▶ Trecho do texto:
Em 1926, aos 27 anos, Carminha ingressa no Carmelo São José, no Rio de Janeiro. Ali exerce o papel de mestra de noviças, sub-priora e priora. Em 1955 deixa o Rio para ir fundar o Carmelo da Santa Face e Pio XII, em Tremembé.
Sob sua liderança e determinação, em dois anos, uma ala e meia do mosteiro estava construída. Em mais alguns anos toda área já estaria estruturada, com capela, refeitório, jardins e chácara.
Ali desenvolve sua vida em oração e humildade, virtude destacada pelas religiosas que conviveram com ela. Dedicou grande atenção à formação do noviciado e ao cuidado das irmãs de comunidade.
Em letra firme e bela, exprimiu em poemas, durante toda vida, a sofisticação de seu espírito e a total entrega ao amor de Deus.

▶ Sua tarefa: Repita sem alterações a parte do trecho sobre Carminha que começa nas palavras "Ali desenvolve sua" e para logo depois de "amor de Deus.". A listagem é um material à parte, independente do trecho.

▶ Listagem extraída:
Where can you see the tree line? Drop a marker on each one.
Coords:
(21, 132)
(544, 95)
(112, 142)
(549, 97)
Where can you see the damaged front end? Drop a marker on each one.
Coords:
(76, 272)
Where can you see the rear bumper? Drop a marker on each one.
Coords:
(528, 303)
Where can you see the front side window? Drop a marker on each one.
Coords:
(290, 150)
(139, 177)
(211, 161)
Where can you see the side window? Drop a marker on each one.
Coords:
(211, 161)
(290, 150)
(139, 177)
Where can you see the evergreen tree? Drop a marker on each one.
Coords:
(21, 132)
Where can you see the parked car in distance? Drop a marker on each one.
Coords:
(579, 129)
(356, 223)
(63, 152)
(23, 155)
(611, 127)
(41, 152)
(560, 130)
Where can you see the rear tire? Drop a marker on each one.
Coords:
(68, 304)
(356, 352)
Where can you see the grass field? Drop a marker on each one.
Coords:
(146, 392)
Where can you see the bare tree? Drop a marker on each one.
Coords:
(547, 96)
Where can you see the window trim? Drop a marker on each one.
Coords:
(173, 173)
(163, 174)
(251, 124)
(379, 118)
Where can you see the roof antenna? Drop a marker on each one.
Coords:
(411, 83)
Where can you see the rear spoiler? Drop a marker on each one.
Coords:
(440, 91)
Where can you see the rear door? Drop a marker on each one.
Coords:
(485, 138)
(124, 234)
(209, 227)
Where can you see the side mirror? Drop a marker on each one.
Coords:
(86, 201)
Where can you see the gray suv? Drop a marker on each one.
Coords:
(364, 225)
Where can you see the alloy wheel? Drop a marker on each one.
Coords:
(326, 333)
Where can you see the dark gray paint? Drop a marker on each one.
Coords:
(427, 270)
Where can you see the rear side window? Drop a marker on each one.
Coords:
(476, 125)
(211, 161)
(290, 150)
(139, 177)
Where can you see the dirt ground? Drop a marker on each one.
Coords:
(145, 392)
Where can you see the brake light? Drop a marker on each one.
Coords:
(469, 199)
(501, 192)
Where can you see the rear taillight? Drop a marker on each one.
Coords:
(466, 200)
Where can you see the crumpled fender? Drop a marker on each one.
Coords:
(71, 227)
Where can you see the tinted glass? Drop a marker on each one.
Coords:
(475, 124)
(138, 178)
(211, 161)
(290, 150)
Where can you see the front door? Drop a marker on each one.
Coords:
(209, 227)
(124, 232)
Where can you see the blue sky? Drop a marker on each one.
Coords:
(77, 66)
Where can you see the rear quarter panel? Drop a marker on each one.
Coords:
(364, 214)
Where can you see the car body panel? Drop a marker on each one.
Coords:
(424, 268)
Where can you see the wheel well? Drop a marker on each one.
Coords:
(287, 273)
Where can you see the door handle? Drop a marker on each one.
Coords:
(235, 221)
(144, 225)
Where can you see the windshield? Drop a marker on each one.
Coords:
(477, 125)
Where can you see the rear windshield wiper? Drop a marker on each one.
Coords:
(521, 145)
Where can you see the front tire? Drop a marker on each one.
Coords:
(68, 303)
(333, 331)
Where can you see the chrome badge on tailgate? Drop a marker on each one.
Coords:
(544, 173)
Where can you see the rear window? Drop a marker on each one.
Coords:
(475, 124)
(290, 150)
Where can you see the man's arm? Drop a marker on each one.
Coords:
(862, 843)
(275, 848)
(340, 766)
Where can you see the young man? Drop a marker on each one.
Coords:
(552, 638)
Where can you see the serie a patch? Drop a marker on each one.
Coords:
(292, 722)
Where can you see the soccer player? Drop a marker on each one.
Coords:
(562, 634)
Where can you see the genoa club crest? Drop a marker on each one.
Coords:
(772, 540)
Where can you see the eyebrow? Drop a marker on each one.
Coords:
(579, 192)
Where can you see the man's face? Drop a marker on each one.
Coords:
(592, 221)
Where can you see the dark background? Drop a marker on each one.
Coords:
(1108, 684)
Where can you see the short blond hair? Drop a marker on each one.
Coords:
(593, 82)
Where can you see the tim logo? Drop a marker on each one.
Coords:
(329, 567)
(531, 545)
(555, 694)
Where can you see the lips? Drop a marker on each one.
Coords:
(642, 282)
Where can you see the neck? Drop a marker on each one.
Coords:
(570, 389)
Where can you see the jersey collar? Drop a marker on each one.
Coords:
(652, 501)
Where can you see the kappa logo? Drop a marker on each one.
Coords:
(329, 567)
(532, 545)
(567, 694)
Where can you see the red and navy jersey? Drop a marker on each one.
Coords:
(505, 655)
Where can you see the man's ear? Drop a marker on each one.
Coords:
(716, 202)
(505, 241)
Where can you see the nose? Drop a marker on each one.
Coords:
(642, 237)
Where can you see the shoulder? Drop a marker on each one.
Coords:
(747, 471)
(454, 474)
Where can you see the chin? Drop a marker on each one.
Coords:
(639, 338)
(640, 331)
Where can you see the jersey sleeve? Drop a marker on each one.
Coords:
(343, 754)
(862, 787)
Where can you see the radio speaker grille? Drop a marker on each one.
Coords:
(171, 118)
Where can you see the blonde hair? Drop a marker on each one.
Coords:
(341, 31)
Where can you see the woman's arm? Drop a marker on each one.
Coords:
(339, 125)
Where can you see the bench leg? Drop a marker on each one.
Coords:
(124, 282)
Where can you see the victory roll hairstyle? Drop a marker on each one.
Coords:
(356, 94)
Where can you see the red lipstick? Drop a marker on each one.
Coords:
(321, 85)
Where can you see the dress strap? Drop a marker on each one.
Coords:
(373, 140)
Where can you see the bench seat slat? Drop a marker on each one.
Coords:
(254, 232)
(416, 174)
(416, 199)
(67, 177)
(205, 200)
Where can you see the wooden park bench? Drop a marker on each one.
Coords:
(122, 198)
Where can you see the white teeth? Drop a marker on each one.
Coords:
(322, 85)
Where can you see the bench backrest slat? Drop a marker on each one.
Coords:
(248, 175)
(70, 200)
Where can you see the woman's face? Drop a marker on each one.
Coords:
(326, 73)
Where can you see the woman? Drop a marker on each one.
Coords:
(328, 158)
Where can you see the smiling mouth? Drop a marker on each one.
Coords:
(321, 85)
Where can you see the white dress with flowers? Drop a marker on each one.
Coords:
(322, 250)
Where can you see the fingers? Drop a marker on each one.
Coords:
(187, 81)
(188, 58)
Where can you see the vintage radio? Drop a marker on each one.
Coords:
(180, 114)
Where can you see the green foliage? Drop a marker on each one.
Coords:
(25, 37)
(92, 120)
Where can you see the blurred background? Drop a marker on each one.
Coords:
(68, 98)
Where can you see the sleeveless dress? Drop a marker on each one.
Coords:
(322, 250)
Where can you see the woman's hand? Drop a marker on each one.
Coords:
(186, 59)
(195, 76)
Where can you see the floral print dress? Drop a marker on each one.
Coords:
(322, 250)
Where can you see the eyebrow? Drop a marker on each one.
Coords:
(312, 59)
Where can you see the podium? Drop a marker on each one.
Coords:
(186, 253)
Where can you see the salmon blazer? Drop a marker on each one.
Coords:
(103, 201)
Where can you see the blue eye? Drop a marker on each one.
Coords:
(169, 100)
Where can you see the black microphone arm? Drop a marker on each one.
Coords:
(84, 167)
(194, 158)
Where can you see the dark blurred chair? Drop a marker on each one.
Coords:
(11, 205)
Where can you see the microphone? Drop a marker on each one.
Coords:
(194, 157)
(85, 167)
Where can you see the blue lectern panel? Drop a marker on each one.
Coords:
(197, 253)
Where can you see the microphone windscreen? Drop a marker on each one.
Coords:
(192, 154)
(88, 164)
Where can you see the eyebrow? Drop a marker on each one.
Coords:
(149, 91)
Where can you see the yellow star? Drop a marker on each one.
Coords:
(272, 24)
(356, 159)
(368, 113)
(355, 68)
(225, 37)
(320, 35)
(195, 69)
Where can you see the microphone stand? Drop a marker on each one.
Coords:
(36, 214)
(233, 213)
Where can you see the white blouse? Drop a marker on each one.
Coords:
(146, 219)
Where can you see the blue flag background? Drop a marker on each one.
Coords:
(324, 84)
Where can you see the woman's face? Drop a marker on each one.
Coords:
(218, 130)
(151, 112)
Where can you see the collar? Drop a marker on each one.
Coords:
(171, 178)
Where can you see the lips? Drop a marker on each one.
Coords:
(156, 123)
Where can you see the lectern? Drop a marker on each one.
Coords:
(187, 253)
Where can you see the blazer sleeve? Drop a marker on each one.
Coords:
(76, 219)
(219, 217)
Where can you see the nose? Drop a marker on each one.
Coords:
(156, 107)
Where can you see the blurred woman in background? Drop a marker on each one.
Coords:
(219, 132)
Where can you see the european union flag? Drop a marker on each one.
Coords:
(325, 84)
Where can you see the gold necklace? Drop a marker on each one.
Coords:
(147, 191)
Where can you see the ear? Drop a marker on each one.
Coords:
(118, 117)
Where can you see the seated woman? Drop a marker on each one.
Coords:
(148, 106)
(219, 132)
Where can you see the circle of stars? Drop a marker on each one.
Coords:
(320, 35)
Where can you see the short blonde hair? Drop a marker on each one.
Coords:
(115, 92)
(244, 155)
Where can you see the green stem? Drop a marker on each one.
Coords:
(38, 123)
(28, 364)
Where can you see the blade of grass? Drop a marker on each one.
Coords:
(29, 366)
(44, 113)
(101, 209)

▶ Solução:
Ali desenvolve sua vida em oração e humildade, virtude destacada pelas religiosas que conviveram com ela. Dedicou grande atenção à formação do noviciado e ao cuidado das irmãs de comunidade.
Em letra firme e bela, exprimiu em poemas, durante toda vida, a sofisticação de seu espírito e a total entrega ao amor de Deus.